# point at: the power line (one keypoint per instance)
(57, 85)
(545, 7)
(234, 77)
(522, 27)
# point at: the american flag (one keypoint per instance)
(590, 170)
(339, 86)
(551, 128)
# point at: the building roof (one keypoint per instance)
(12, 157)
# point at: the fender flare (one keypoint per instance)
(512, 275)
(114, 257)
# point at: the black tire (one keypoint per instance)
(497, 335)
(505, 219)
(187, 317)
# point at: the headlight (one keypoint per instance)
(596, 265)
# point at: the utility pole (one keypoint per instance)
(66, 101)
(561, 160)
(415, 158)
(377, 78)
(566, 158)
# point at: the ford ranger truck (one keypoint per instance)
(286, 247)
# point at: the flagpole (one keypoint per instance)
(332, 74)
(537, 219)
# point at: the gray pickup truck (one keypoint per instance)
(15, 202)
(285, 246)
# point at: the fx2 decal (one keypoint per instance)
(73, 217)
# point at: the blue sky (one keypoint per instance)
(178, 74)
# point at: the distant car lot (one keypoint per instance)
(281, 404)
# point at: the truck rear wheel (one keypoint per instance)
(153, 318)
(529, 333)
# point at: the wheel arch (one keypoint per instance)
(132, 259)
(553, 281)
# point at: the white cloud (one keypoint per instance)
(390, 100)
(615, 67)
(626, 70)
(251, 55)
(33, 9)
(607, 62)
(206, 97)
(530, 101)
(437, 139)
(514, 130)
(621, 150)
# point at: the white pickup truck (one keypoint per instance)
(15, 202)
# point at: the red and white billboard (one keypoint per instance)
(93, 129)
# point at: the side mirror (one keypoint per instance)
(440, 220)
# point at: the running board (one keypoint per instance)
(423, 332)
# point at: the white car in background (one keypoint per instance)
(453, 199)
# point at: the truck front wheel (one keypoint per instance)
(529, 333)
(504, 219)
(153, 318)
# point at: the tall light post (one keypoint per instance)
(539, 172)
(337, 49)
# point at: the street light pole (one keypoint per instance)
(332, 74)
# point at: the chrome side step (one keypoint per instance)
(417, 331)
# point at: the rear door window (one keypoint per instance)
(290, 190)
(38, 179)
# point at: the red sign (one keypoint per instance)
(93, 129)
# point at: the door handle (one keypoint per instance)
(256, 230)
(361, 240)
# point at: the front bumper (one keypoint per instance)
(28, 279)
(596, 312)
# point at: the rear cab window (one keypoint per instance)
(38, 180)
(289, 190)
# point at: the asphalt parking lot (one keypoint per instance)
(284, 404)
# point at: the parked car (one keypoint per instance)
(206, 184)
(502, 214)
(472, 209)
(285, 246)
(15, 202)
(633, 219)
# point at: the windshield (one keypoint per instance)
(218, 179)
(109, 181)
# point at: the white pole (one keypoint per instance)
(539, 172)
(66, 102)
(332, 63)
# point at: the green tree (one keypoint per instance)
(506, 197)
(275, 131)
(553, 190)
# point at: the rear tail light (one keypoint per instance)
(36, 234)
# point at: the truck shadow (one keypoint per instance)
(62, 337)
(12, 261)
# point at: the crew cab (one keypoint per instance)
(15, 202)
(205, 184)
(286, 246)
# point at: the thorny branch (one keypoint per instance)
-- -- --
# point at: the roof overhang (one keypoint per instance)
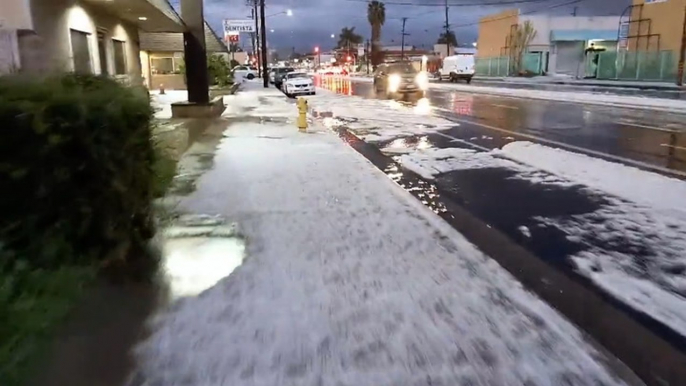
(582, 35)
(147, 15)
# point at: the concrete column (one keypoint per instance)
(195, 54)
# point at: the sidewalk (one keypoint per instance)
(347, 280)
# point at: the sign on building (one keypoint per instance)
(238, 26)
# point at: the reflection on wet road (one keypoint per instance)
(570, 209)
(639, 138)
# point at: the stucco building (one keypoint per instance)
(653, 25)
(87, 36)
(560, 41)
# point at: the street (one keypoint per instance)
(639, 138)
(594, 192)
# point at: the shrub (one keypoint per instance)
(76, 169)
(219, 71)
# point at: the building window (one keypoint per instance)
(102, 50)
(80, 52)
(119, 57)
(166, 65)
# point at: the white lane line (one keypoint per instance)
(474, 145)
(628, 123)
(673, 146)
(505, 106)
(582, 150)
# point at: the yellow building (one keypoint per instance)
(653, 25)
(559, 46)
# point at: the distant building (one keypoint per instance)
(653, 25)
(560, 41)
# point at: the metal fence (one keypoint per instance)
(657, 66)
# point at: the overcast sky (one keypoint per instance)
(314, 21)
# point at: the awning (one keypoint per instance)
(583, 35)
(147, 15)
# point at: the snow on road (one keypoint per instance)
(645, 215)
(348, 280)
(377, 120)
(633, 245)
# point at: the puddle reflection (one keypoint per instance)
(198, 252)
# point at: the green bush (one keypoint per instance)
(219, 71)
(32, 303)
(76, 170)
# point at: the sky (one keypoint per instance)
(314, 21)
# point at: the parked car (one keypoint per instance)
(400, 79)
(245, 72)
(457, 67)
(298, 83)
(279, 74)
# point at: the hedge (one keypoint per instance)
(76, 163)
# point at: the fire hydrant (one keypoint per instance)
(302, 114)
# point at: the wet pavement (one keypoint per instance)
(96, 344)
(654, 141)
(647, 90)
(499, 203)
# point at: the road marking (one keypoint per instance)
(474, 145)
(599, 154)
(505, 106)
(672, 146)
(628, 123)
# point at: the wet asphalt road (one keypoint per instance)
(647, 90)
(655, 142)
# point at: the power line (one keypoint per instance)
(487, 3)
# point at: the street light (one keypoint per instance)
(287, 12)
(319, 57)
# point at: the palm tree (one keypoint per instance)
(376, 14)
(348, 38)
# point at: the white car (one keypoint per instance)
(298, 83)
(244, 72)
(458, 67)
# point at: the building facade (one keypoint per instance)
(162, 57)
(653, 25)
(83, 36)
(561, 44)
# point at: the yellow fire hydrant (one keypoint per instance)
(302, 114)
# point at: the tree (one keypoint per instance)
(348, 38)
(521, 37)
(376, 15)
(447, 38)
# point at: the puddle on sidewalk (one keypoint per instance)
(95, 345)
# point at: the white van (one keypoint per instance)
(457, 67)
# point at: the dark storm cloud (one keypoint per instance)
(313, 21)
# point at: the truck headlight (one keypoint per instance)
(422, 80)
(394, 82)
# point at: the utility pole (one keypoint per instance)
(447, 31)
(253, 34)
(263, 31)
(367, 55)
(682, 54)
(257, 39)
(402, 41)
-- -- --
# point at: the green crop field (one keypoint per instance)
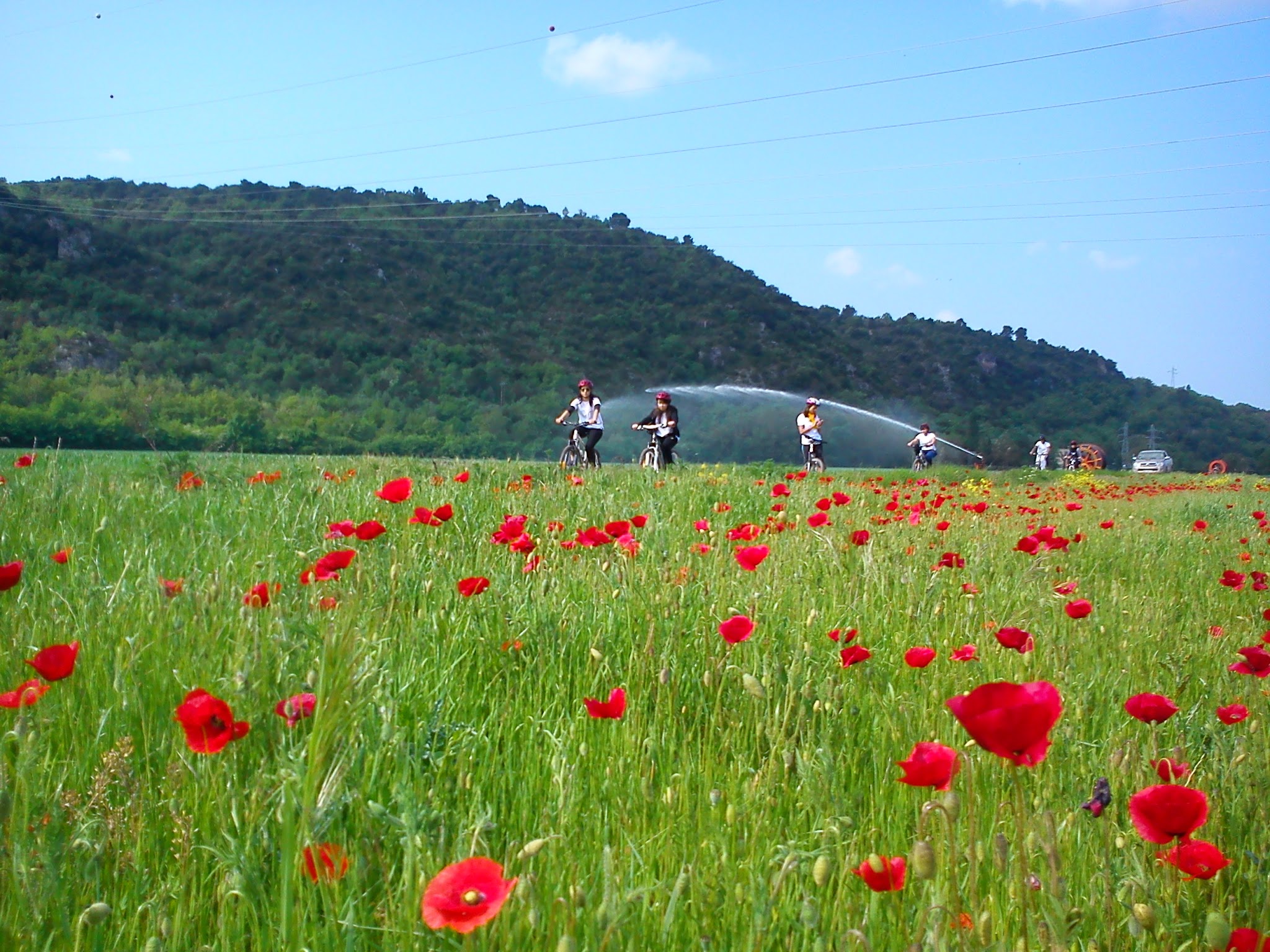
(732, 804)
-- -- --
## WHAT IS EXPECTED
Begin with the line that has "# point at: the distant car" in the listing above and end after the line that has "# point at: the thorny"; output those lines exactly.

## EXERCISE OUTPUT
# point at: the distant car lot (one keypoint per instance)
(281, 404)
# point at: the truck rear wheel (one keypoint per instance)
(153, 318)
(529, 333)
# point at: the wheel arch (one keypoint per instance)
(132, 259)
(553, 281)
# point at: the white cloud (one keypoint per instance)
(390, 100)
(615, 67)
(626, 70)
(251, 55)
(33, 9)
(607, 62)
(206, 97)
(530, 101)
(437, 139)
(514, 130)
(621, 150)
# point at: the white pickup truck (one keypoint per instance)
(15, 202)
# point at: the red and white billboard (one keypoint per instance)
(93, 129)
# point at: the side mirror (one keypoint per instance)
(440, 220)
# point at: the running board (one keypoint per instance)
(423, 332)
# point at: the white car in background (one keypoint per instance)
(453, 199)
# point at: the truck front wheel (one keypoint per instance)
(529, 333)
(504, 219)
(153, 318)
# point at: the tall light post (one keypoint per instance)
(539, 172)
(337, 49)
# point at: the street light pole (one keypoint per instance)
(332, 74)
# point at: the chrome side step (one keypoint per instance)
(417, 331)
# point at: the rear door window (one keypoint per instance)
(290, 190)
(38, 179)
# point at: the red sign (one keypoint per instance)
(93, 129)
# point at: the door handle (one keypoint per instance)
(256, 230)
(361, 240)
# point at: the front bumper (one keypoint per instance)
(28, 279)
(596, 312)
# point at: the rear cab window (one keypoint per instance)
(38, 180)
(289, 190)
# point at: the asphalt parking lot (one keypoint per instance)
(284, 404)
# point at: the parked car (one keypoint per instance)
(206, 184)
(502, 214)
(472, 209)
(285, 246)
(15, 202)
(633, 219)
# point at: the windshield (one keypoint per instance)
(218, 179)
(109, 181)
# point at: the white pole (one keypoint per instance)
(539, 172)
(66, 102)
(332, 63)
# point at: the green tree (one keypoint per instance)
(506, 197)
(275, 131)
(553, 190)
# point at: the rear tail light (one keypoint per instance)
(36, 234)
# point at: the truck shadow (one keypoint per instance)
(62, 337)
(12, 261)
# point at: the crew cab (one keypoint per instance)
(15, 202)
(205, 184)
(286, 246)
# point at: the thorny branch (one keypoint per instance)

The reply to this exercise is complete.